TASK DESCRIPTION: Please list each line of the records below that contains the word "track".

THE INPUT:
┄┄┄┄┄┄

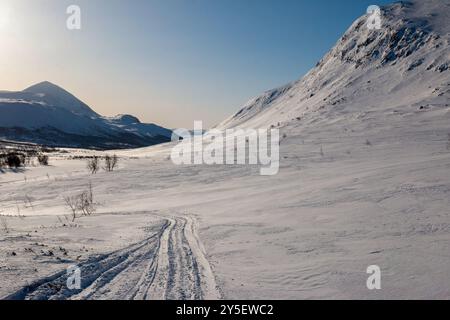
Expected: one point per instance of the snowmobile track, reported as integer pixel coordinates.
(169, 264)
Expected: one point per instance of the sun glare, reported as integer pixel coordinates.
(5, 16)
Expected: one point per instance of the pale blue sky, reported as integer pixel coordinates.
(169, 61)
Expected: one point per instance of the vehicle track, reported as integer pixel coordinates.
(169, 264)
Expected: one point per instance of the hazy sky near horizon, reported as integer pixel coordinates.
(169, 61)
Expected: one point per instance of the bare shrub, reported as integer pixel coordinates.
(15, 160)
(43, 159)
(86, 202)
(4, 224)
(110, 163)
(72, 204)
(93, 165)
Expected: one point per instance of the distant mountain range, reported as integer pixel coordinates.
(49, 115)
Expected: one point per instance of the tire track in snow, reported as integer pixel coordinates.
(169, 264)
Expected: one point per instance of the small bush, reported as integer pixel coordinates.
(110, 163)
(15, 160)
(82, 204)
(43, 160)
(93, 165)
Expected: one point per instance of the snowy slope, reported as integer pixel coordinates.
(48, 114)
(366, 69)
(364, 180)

┄┄┄┄┄┄

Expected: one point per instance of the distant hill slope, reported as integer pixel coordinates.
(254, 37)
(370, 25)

┄┄┄┄┄┄

TASK SOLUTION:
Expected: one point per instance of the snowmobile track, reported as integer pixel coordinates.
Expected: one point per instance of the vehicle track, reported as integer pixel coordinates.
Expected: one point per instance of the tire track in snow, reported as integer pixel coordinates.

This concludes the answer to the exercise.